● Written request:
Copy every line, leaving nothing out and adding nothing.
****
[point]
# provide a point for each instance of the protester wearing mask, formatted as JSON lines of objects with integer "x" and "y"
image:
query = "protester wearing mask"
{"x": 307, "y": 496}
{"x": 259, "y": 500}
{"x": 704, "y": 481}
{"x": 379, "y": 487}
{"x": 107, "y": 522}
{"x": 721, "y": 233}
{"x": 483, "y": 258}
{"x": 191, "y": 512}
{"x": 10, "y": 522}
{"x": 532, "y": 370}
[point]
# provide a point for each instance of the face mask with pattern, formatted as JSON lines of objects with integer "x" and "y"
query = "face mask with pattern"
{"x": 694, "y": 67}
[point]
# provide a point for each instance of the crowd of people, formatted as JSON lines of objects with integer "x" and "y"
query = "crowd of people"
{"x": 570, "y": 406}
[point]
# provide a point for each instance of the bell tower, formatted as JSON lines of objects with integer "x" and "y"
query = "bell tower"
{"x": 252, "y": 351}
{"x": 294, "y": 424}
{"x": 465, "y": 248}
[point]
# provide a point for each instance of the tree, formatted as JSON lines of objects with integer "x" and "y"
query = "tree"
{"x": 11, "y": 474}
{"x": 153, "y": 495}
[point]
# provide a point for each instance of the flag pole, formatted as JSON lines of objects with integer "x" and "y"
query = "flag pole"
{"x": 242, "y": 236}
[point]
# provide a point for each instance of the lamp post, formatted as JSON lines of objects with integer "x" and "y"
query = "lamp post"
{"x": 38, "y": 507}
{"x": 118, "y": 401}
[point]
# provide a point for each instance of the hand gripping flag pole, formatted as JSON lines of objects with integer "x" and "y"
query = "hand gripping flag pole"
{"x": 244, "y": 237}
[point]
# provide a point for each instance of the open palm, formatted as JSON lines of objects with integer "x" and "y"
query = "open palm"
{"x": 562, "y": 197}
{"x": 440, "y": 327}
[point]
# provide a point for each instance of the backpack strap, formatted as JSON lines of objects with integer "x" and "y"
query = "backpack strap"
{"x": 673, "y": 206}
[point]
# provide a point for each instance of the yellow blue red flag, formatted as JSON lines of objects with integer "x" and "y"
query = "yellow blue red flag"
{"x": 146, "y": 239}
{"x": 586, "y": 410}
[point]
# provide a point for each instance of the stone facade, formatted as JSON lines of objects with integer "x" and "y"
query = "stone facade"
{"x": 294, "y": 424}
****
● Task solution:
[point]
# provide a point for each instance of the protester wearing mask, formatted as JSON lines of objects with integer "x" and "y"
image:
query = "protester wearing mask"
{"x": 307, "y": 496}
{"x": 259, "y": 500}
{"x": 704, "y": 481}
{"x": 379, "y": 487}
{"x": 107, "y": 522}
{"x": 721, "y": 233}
{"x": 483, "y": 258}
{"x": 191, "y": 512}
{"x": 10, "y": 522}
{"x": 532, "y": 370}
[point]
# provide a point for each instance of the face mask with pattern, formatted as JSON lines of objects with integer "x" and "y"
query = "face mask with pattern"
{"x": 694, "y": 67}
[point]
# provide a point for each instance of the crowd of people, formatted as JSON lines of objects with integer "x" and "y"
query = "crowd of people"
{"x": 570, "y": 406}
[point]
# provide a point for each instance of the bell tower, formatted as JSON lines of objects with integer "x" and "y"
query = "bell tower"
{"x": 252, "y": 351}
{"x": 294, "y": 424}
{"x": 465, "y": 248}
[point]
# provide a point for each instance of the tree, formatted as JSON lines of objects with integer "x" and "y"
query = "tree"
{"x": 11, "y": 474}
{"x": 153, "y": 495}
[point]
# provide a point for each instance of the flag pole, formatted as JSON lines of objects with integer "x" and "y"
query = "flag pole"
{"x": 242, "y": 236}
[point]
# provide a point for each instance of the lamp post, formatted as JSON lines of objects with integer "x" and "y"
query = "lamp post"
{"x": 38, "y": 507}
{"x": 118, "y": 401}
[point]
# provide a point for each instance of the hand gripping flag pole, formatted as JSON lines of objects with integer "x" and "y"
query = "hand gripping flag pole"
{"x": 244, "y": 237}
[point]
# provide a point for each instance of the open palm, formatted as JSON lines of objects with integer "x" and "y"
query = "open palm"
{"x": 562, "y": 197}
{"x": 440, "y": 327}
[point]
# provide a point for each instance of the backpack strap, formatted as JSON lines of objects with integer "x" and "y"
query = "backpack strap"
{"x": 673, "y": 206}
[point]
# provide a point for each instance of the yellow blue red flag, formatted as JSON lines of objects with integer "x" and "y"
query = "yellow blue red flag"
{"x": 146, "y": 239}
{"x": 586, "y": 410}
[point]
# provide a point for each instance of the stone facade, formatted as JSON lines of objects with integer "x" and "y"
query = "stone facade"
{"x": 294, "y": 424}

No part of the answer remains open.